**READING TEXT**.
* START *

The very composition of the bourgeoisie has undergone profound modifications in the course of the war. Against the background of universal impoverishment throughout the world, the concentration of capital has made a sudden and colossal leap forward. Firms hitherto standing in the shadows have stepped to the forefront. Solidity, stability, tendency toward “reasonable” compromises, observance of a certain decorum both in exploitation and in the utilization of its fruits – all this has been washed away by the torrents of the imperialist flood.

To the foreground have stepped the newly rich: war contractors, shoddy profiteers, upstarts, international adventurers, smugglers, refugees from justice bedecked with diamonds, every species of unbridled scum greedy for luxury and capable of any bestiality against the proletarian revolution from which they can expect nothing but the hangman’s noose. The existing system stands before the masses in all its nakedness as the rule of plutocracy. In America, in France, in England, indulgence in postwar luxury has assumed a maniacal character. Paris, jammed with international patriotic parasites, resembles, as admitted by Le Temps [19], Babylon on the eve of its destruction.

* END *

**Image box labeling entries**.
* START *

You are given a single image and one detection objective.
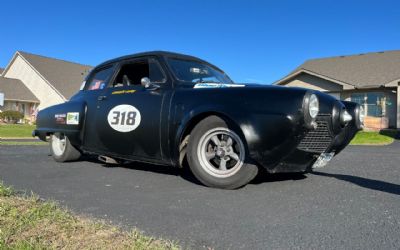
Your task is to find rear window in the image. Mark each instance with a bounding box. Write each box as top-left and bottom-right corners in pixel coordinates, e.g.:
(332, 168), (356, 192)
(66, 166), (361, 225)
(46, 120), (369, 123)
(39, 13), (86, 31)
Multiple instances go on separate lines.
(85, 66), (114, 90)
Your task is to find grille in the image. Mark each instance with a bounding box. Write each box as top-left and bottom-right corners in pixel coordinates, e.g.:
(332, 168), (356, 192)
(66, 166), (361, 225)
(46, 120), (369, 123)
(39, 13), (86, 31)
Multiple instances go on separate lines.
(297, 115), (333, 153)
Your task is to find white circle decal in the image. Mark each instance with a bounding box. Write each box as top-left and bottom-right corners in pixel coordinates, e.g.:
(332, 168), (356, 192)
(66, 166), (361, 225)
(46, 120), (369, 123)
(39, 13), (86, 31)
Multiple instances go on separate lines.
(107, 104), (142, 132)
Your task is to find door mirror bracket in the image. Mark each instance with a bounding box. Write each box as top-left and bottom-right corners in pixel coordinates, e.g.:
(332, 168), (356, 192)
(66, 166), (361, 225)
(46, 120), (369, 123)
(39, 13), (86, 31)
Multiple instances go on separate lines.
(140, 77), (160, 90)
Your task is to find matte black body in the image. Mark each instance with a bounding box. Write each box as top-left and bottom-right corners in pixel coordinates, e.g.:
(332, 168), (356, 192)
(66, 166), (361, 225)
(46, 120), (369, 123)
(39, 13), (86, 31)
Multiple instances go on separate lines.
(34, 52), (359, 172)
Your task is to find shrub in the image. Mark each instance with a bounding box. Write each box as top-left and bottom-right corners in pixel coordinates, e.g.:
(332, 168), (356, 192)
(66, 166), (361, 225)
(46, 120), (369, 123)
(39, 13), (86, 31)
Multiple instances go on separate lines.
(0, 110), (24, 123)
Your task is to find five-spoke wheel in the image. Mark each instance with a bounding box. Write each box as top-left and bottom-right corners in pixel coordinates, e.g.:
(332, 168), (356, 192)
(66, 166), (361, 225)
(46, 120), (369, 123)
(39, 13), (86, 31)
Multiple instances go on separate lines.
(187, 116), (258, 189)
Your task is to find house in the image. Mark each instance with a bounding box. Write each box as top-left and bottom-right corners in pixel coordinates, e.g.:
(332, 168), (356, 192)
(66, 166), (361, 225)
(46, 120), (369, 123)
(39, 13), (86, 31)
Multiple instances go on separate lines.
(0, 76), (40, 120)
(274, 50), (400, 129)
(0, 51), (92, 119)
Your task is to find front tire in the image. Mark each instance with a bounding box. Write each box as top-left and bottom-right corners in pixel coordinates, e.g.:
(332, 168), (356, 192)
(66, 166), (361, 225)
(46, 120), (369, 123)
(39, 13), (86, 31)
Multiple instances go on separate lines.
(187, 116), (258, 189)
(50, 133), (81, 162)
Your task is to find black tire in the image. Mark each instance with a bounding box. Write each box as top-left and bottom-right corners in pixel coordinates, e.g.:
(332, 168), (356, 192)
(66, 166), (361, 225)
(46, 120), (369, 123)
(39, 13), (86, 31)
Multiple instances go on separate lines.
(187, 116), (258, 189)
(50, 133), (81, 162)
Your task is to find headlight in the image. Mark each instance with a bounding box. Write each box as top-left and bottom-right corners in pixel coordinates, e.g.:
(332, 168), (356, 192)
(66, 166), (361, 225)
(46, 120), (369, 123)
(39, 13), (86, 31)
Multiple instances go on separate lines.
(308, 94), (319, 119)
(340, 109), (353, 125)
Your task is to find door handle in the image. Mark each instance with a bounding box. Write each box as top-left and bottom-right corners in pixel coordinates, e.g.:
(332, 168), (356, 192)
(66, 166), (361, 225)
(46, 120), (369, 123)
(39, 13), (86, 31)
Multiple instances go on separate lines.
(97, 95), (107, 101)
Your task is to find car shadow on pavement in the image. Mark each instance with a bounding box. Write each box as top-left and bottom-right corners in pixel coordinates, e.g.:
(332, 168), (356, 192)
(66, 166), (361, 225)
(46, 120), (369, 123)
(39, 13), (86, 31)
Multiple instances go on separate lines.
(312, 172), (400, 195)
(250, 171), (307, 185)
(85, 158), (307, 186)
(89, 159), (203, 185)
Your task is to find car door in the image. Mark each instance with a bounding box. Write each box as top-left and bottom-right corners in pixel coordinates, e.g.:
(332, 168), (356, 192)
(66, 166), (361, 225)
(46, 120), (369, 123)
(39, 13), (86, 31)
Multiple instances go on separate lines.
(93, 58), (171, 161)
(81, 64), (115, 152)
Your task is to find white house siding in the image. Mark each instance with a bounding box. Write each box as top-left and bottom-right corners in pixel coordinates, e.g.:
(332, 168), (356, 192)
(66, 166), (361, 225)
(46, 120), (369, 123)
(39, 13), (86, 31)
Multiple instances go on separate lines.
(4, 54), (65, 109)
(1, 100), (38, 119)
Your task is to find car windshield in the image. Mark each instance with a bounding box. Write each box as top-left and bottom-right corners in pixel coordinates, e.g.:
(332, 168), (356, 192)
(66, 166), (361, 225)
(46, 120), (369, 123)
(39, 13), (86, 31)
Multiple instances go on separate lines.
(167, 58), (233, 84)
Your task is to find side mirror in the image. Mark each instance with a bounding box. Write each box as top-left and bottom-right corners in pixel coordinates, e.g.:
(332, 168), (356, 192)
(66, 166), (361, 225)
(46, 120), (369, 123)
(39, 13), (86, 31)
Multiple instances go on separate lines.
(140, 77), (160, 90)
(140, 77), (151, 89)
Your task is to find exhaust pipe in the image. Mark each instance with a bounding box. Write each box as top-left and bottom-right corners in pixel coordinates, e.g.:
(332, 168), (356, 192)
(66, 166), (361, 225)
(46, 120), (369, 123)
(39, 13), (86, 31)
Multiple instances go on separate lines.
(98, 155), (118, 164)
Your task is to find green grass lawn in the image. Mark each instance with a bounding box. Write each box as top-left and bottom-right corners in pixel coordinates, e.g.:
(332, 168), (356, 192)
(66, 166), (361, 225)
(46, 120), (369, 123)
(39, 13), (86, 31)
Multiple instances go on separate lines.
(0, 181), (180, 250)
(0, 124), (36, 138)
(350, 131), (396, 145)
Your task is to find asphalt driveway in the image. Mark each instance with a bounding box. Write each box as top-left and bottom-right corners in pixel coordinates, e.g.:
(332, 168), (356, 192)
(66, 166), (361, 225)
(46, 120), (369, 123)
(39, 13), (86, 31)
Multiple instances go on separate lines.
(0, 144), (400, 249)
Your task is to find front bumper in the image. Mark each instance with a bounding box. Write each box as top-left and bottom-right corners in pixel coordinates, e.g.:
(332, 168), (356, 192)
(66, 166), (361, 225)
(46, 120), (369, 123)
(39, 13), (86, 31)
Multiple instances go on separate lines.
(253, 114), (358, 173)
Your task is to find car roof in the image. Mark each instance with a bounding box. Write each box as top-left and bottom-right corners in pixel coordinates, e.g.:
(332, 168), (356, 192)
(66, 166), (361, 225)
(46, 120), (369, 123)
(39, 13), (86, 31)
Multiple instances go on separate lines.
(96, 50), (224, 72)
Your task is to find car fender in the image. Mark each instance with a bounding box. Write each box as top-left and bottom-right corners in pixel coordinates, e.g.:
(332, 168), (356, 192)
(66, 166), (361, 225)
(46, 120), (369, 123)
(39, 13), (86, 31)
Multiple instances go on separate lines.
(173, 105), (297, 168)
(33, 101), (86, 145)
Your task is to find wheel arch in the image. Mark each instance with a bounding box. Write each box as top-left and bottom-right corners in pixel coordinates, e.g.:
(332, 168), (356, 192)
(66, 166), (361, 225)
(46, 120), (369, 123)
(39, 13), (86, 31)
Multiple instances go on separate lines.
(174, 110), (248, 167)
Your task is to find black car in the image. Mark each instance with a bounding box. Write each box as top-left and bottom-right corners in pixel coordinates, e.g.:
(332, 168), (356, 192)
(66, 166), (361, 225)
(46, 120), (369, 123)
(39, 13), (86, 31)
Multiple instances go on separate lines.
(33, 52), (363, 189)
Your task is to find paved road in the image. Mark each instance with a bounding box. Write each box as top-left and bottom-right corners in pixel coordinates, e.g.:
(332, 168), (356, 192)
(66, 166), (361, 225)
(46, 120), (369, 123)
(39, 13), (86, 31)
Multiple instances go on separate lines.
(0, 142), (400, 249)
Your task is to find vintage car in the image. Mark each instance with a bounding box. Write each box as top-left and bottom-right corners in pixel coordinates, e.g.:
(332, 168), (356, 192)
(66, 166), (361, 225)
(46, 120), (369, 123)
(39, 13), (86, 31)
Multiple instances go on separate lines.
(33, 52), (363, 189)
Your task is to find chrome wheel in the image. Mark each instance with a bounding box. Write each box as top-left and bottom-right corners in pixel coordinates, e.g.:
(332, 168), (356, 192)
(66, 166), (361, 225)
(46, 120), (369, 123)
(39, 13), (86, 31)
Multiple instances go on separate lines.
(51, 133), (67, 156)
(197, 127), (245, 178)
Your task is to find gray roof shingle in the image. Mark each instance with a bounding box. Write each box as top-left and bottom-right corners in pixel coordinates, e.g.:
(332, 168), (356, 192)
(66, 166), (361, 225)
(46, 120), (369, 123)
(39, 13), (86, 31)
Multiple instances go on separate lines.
(18, 51), (93, 99)
(0, 76), (39, 102)
(282, 50), (400, 88)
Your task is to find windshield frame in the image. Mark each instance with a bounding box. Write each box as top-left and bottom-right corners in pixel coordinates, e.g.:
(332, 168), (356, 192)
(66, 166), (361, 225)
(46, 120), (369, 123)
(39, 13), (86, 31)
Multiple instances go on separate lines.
(165, 56), (236, 86)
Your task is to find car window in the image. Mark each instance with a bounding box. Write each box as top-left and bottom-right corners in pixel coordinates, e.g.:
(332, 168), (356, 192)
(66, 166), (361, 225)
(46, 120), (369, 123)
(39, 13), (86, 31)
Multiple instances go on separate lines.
(167, 57), (233, 84)
(110, 58), (166, 88)
(85, 66), (113, 90)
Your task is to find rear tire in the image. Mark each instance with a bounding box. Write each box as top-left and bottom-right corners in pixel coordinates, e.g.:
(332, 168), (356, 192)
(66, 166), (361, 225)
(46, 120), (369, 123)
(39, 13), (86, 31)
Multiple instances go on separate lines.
(50, 133), (81, 162)
(187, 116), (258, 189)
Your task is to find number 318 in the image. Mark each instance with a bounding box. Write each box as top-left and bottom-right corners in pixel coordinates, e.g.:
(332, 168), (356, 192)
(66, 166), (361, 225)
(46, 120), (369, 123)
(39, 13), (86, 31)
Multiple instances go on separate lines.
(111, 111), (136, 125)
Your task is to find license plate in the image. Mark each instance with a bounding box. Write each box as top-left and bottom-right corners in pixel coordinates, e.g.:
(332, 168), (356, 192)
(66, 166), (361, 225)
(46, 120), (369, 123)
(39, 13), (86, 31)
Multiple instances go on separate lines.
(312, 153), (335, 168)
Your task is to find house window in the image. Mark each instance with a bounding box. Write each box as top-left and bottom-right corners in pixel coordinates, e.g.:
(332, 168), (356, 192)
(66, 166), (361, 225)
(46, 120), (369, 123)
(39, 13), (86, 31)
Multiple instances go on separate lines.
(351, 92), (390, 117)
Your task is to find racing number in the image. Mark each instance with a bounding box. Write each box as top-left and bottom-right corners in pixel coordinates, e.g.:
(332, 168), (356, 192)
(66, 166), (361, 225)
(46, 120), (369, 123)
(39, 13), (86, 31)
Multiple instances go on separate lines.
(111, 111), (136, 125)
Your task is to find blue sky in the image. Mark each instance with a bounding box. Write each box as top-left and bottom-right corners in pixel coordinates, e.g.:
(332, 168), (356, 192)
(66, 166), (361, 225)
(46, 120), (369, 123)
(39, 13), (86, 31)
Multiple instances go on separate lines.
(0, 0), (400, 84)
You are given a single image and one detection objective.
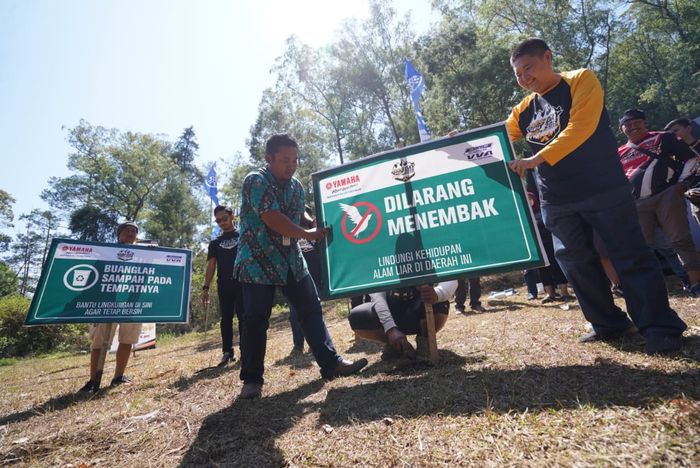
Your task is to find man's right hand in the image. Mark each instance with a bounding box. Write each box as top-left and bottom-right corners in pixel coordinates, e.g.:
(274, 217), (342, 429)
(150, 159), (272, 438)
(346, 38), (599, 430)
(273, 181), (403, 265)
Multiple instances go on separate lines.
(386, 327), (411, 351)
(304, 227), (328, 241)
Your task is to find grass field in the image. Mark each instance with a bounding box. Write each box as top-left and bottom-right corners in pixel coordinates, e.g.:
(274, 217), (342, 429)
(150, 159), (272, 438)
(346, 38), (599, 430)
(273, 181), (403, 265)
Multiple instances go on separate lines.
(0, 276), (700, 467)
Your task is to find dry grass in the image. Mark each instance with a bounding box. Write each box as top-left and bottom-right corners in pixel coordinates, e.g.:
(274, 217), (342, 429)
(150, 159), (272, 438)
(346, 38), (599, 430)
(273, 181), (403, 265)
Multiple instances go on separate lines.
(0, 276), (700, 466)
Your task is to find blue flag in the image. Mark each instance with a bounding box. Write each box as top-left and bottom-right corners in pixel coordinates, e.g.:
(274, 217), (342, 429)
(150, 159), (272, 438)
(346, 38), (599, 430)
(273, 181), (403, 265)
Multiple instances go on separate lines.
(204, 163), (219, 205)
(405, 59), (430, 142)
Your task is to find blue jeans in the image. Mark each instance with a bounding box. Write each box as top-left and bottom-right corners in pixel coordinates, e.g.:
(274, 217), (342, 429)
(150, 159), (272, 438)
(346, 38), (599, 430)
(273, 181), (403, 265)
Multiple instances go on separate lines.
(542, 185), (687, 337)
(240, 272), (340, 384)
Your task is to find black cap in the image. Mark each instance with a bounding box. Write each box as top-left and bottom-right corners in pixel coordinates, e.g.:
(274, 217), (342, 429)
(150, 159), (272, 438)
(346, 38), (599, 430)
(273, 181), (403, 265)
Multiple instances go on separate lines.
(620, 109), (647, 127)
(117, 221), (139, 237)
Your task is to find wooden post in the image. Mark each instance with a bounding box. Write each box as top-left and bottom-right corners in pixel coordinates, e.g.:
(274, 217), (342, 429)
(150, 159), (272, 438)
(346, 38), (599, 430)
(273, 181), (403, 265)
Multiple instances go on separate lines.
(425, 302), (440, 364)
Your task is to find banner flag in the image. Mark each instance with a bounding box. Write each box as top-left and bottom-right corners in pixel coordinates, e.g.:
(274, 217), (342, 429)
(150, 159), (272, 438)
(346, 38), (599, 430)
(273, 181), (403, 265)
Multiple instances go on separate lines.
(204, 163), (219, 205)
(405, 59), (430, 142)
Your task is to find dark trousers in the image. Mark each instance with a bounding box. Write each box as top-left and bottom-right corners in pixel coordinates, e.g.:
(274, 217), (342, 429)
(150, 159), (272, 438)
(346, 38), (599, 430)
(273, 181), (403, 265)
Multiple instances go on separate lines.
(217, 281), (243, 355)
(289, 304), (304, 348)
(241, 272), (340, 383)
(455, 276), (481, 309)
(542, 185), (686, 335)
(537, 221), (567, 286)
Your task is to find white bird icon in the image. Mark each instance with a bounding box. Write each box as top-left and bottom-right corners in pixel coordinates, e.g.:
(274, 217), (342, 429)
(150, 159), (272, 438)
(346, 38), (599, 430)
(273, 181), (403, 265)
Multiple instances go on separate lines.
(340, 203), (372, 237)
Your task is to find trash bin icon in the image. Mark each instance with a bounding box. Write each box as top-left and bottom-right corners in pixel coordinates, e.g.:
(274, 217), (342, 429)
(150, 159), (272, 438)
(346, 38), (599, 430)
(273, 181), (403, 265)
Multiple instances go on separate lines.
(73, 270), (91, 287)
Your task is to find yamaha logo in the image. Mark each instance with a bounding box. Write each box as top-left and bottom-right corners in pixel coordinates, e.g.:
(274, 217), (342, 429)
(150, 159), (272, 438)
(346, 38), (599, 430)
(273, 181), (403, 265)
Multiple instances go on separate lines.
(464, 143), (493, 161)
(117, 249), (134, 262)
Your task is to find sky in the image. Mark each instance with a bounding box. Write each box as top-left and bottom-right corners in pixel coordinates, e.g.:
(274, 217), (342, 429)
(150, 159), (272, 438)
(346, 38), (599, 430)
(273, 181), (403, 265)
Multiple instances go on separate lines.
(0, 0), (438, 238)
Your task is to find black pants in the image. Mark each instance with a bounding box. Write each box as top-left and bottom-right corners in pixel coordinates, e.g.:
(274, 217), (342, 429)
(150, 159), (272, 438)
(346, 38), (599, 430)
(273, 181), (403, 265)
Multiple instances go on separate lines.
(455, 276), (481, 309)
(217, 281), (243, 355)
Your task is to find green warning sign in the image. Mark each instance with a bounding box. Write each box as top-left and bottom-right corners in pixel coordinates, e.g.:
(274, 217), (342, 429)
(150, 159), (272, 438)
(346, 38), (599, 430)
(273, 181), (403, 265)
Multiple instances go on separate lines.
(313, 124), (546, 297)
(25, 238), (192, 325)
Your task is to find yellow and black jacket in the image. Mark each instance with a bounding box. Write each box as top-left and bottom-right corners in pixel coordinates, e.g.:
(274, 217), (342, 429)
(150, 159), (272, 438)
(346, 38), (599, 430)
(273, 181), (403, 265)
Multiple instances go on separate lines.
(507, 69), (628, 204)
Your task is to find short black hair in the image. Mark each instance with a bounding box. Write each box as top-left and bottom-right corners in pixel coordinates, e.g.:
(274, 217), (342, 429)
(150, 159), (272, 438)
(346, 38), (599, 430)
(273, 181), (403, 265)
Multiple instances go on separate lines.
(664, 117), (690, 132)
(510, 37), (552, 63)
(619, 109), (647, 127)
(265, 133), (299, 156)
(214, 205), (233, 216)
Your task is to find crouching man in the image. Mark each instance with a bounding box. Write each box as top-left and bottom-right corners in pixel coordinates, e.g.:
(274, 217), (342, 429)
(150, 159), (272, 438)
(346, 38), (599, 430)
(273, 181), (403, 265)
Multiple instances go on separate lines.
(348, 280), (457, 359)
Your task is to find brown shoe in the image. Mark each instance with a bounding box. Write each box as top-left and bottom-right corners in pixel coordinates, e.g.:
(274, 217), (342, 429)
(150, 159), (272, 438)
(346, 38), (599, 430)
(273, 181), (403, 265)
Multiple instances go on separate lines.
(239, 382), (262, 400)
(322, 358), (367, 380)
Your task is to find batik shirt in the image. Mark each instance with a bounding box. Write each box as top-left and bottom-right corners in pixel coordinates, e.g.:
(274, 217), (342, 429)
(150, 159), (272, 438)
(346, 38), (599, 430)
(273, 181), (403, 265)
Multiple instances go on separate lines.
(506, 69), (628, 205)
(234, 167), (309, 285)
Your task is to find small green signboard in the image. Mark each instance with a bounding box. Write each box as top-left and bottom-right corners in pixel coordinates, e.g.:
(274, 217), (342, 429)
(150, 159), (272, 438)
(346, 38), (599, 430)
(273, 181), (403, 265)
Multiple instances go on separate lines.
(313, 123), (546, 297)
(25, 239), (192, 325)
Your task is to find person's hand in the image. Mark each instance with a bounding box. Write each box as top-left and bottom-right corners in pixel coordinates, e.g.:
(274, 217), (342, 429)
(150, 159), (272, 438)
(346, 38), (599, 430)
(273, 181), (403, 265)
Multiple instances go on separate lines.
(685, 188), (700, 206)
(673, 182), (688, 196)
(304, 227), (328, 241)
(420, 285), (437, 304)
(386, 327), (411, 352)
(508, 156), (544, 177)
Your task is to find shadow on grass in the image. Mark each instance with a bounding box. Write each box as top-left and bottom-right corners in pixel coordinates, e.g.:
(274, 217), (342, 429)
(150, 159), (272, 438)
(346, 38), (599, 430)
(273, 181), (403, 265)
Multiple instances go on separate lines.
(180, 380), (324, 467)
(0, 387), (109, 426)
(180, 350), (700, 466)
(171, 359), (241, 392)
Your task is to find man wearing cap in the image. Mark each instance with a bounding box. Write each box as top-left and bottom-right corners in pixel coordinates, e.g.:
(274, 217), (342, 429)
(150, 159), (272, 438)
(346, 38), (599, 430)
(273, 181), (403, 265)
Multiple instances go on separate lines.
(507, 38), (687, 354)
(617, 109), (700, 297)
(79, 221), (141, 393)
(664, 118), (700, 224)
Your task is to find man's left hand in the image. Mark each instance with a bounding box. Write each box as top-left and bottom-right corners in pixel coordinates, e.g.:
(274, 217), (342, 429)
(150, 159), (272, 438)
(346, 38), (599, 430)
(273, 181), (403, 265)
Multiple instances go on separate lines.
(508, 156), (544, 177)
(420, 285), (437, 304)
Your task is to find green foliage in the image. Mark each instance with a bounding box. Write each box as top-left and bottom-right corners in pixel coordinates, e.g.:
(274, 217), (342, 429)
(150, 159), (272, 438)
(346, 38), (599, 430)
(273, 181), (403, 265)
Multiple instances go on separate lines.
(68, 205), (119, 242)
(0, 295), (89, 358)
(0, 262), (19, 297)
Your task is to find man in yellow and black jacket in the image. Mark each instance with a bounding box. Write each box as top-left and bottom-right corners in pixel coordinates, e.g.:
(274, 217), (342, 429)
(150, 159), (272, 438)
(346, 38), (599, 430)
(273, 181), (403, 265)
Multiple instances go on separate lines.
(507, 39), (686, 354)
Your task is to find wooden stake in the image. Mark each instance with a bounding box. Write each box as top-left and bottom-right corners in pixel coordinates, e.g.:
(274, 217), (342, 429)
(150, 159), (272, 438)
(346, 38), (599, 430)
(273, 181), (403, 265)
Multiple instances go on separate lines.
(425, 302), (440, 364)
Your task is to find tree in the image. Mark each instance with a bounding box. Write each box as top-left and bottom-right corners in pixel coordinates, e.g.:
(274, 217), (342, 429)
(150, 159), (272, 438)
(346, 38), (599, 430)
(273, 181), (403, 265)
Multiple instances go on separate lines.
(144, 172), (207, 248)
(0, 262), (19, 297)
(171, 126), (204, 184)
(42, 120), (177, 220)
(68, 205), (119, 242)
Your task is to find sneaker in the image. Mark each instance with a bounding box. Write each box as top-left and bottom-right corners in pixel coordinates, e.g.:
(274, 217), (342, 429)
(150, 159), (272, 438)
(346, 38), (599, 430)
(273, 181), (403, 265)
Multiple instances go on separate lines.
(322, 358), (367, 380)
(216, 352), (235, 367)
(578, 325), (637, 343)
(644, 332), (683, 355)
(238, 382), (262, 400)
(610, 284), (625, 297)
(110, 375), (131, 387)
(688, 283), (700, 297)
(542, 294), (557, 304)
(78, 380), (100, 393)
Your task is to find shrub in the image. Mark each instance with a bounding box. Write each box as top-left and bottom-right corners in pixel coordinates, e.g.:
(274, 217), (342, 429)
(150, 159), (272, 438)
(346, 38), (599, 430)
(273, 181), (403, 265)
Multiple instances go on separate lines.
(0, 294), (89, 358)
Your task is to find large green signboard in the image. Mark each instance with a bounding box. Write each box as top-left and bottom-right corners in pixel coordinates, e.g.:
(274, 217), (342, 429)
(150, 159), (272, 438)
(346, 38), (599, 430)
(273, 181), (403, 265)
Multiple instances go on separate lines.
(313, 123), (546, 297)
(25, 239), (192, 325)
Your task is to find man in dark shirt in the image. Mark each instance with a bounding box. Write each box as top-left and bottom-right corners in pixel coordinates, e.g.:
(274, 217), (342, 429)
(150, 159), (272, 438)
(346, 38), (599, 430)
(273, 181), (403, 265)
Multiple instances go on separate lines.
(202, 205), (243, 367)
(507, 39), (687, 354)
(617, 109), (700, 297)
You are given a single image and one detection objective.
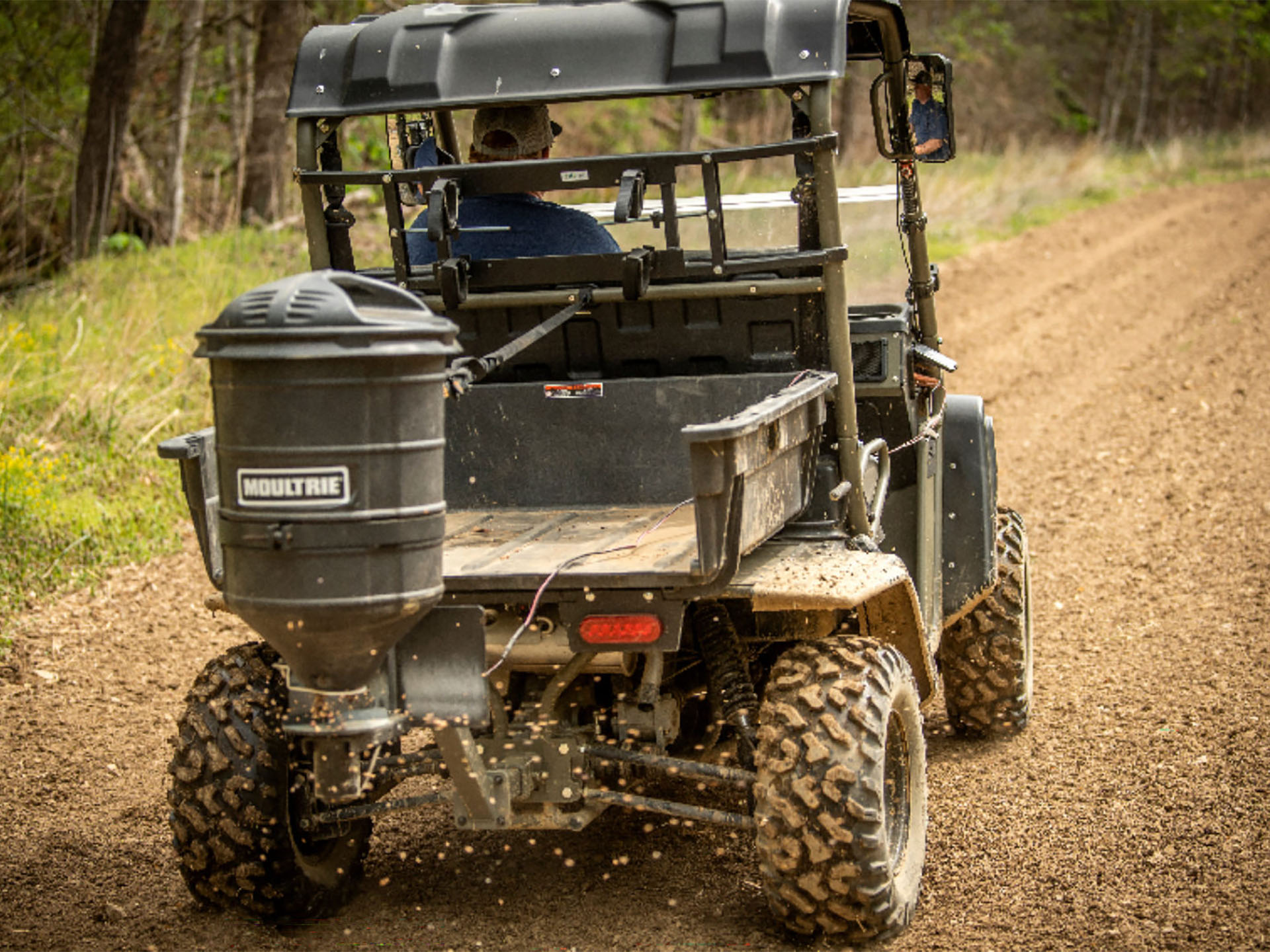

* END *

**EXERCISE**.
Answer these questions from the text on the bourgeoisie after the war:
1. What has made a sudden and colossal leap forward against the background of universal impoverishment?
2. In which three countries has indulgence in postwar luxury taken on a maniacal character?
3. Which newspaper admitted that Paris resembles Babylon on the eve of its destruction?

**ANSWER TO THIS EXERCISE**.
1. The concentration of capital.
2. America, France and England.
3. Le Temps.